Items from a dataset
=======
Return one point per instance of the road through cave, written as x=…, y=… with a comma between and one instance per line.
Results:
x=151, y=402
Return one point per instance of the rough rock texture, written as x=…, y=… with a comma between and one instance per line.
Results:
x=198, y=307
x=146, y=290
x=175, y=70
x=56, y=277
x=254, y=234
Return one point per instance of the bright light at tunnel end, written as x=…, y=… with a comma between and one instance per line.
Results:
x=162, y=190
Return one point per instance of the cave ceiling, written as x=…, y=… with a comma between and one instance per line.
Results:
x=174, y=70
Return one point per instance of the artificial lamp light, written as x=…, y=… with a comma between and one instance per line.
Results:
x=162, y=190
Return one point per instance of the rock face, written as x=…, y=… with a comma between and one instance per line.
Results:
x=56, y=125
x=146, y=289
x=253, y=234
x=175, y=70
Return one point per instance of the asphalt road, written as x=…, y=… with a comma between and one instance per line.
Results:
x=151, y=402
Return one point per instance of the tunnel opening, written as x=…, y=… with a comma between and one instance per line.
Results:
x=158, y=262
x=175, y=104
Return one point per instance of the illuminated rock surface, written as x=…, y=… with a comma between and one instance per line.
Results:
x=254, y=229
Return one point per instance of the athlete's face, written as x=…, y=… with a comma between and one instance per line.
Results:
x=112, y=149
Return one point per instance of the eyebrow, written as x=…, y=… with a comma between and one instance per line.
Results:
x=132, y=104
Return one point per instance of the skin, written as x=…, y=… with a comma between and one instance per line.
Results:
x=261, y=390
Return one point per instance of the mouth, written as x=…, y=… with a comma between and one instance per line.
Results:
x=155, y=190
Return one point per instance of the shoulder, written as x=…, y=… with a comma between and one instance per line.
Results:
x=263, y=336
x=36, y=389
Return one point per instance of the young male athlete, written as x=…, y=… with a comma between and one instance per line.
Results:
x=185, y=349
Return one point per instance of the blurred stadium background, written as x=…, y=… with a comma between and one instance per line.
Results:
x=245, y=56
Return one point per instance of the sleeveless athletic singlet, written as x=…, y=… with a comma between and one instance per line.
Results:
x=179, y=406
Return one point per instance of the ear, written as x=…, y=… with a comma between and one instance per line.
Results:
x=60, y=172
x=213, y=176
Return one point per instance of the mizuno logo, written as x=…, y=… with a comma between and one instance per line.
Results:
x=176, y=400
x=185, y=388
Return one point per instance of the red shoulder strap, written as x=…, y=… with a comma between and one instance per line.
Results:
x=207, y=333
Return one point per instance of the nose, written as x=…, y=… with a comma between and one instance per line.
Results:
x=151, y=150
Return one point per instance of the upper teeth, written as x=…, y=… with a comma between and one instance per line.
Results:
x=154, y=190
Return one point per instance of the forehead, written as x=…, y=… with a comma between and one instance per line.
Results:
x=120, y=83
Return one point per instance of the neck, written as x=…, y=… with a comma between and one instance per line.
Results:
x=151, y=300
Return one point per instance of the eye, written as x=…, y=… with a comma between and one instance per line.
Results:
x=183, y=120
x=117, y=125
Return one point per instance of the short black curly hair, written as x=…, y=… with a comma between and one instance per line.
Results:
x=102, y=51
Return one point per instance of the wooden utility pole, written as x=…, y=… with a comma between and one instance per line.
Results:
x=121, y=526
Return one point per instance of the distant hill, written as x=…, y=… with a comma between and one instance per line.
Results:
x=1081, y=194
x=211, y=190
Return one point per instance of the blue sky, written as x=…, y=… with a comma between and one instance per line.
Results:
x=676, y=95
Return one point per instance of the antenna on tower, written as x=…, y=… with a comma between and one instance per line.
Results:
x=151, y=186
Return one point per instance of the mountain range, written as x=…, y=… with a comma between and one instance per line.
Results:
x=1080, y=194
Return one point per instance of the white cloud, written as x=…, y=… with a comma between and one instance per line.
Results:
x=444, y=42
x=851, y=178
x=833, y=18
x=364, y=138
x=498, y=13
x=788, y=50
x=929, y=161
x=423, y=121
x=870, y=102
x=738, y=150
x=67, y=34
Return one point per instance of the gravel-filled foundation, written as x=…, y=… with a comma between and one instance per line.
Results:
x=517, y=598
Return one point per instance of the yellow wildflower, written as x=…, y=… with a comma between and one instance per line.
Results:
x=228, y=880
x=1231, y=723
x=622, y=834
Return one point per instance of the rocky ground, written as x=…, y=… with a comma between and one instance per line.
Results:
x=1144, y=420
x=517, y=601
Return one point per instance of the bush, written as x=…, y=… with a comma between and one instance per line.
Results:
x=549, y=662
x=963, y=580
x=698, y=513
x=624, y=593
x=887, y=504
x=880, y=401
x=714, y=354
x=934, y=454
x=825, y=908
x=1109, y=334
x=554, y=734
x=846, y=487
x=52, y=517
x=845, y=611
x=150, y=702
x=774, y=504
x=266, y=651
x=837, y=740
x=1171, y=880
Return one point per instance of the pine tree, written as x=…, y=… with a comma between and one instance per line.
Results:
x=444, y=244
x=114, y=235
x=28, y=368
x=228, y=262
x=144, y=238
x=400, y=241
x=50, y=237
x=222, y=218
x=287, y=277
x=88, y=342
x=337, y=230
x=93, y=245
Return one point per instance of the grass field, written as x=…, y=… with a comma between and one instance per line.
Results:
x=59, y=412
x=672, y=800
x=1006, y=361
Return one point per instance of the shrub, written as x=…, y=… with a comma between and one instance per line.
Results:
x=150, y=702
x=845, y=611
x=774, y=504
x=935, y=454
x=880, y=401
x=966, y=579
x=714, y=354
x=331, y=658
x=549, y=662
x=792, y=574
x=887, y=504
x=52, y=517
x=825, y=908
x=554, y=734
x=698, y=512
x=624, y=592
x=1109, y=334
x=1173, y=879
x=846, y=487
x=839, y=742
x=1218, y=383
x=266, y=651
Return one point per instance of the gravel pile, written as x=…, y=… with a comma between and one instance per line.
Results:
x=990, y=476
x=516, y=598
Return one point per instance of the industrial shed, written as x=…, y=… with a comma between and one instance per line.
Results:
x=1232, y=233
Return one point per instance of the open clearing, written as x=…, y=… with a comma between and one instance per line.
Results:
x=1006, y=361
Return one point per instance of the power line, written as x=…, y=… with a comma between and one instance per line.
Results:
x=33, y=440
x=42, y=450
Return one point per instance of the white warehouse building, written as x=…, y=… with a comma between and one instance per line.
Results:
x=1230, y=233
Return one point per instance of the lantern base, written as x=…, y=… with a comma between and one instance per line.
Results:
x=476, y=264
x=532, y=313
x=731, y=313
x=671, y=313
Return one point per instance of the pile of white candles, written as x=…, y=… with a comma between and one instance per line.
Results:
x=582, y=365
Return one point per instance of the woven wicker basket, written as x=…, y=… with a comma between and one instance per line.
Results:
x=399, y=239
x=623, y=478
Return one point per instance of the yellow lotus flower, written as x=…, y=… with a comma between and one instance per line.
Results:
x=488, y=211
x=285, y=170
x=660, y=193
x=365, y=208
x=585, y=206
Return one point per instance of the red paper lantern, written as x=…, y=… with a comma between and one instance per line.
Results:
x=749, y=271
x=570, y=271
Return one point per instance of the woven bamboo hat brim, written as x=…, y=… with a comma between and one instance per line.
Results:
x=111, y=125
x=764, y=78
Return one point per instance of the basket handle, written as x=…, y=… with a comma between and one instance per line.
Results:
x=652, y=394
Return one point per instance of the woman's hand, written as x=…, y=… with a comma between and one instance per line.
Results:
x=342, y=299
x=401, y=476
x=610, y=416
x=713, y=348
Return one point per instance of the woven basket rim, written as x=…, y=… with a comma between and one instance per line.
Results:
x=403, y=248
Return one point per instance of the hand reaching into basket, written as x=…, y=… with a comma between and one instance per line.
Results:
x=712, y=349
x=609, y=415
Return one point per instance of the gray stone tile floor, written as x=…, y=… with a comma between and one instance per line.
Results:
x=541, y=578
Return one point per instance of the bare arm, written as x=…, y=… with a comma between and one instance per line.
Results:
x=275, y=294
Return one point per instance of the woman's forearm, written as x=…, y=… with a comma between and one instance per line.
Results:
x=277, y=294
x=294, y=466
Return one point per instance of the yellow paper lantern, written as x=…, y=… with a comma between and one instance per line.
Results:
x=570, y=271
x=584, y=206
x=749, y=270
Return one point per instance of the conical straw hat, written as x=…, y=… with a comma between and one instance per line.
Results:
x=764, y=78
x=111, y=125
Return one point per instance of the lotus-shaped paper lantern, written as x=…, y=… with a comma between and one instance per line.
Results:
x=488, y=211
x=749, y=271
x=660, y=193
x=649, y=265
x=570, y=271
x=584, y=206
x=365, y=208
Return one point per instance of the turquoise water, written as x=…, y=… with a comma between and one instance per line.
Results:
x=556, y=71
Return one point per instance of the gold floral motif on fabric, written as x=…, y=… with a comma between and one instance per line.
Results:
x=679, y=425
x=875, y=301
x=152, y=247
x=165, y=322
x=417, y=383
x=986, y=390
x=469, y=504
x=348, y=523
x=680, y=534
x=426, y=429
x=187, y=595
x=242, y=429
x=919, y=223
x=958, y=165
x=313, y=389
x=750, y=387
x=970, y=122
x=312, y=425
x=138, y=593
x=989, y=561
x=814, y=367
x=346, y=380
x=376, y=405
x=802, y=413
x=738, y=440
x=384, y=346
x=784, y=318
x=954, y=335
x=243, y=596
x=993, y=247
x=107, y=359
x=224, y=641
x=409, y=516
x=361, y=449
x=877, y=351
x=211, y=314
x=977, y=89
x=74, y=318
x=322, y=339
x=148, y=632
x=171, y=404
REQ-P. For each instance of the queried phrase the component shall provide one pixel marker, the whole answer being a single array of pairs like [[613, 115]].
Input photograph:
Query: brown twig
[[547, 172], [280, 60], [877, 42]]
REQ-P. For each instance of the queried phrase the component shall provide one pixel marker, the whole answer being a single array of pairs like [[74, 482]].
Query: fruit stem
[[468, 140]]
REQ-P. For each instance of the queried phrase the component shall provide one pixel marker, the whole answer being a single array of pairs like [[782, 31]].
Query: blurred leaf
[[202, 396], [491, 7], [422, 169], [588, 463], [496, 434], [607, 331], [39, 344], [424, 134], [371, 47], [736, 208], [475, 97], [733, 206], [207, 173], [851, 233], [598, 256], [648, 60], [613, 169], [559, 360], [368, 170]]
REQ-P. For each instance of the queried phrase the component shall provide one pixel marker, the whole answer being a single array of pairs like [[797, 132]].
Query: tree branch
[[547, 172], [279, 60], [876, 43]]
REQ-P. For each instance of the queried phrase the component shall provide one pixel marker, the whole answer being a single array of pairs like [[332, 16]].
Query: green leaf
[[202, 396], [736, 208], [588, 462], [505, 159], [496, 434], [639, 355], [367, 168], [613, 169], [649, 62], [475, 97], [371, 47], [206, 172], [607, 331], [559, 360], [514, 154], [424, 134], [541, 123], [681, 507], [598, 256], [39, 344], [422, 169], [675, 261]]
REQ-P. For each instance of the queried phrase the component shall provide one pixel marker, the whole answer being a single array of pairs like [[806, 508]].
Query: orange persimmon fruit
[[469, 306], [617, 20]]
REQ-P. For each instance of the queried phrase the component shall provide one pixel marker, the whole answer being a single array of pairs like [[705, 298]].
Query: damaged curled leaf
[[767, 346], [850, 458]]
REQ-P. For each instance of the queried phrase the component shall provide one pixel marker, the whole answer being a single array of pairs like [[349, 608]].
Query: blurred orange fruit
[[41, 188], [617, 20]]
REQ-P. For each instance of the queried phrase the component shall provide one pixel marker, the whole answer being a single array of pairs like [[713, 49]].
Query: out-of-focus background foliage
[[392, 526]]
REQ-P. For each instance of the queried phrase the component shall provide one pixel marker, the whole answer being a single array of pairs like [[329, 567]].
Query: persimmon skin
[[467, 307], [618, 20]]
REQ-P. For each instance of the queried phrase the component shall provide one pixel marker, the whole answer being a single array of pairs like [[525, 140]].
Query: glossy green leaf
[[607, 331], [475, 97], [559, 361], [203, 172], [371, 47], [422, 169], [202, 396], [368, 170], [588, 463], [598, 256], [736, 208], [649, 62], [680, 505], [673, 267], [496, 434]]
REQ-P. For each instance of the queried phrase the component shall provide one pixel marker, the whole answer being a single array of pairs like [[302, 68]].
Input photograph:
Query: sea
=======
WHAT YOU ARE ASKED TO DO: Copy the lines from the record above exactly, starting at the line that contains "like [[713, 49]]." and ending at the line that contains "[[392, 526]]", both included.

TASK RESULT:
REQ-P. For each instance of the queried phrase the component shall provide one pixel marker, the whole answer being a single array of pairs like [[713, 49]].
Query: out-of-focus background foliage
[[392, 526]]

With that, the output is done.